### Coordinate labeling data
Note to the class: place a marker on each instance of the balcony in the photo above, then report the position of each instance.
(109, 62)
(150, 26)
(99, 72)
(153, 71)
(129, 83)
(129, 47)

### Work required
List every line of the rows above that contains the word "marker". Count a line only if the word matches in case.

### Right answer
Note to the class: place a marker on each instance of the balcony in the photo above, then report the position of each instance.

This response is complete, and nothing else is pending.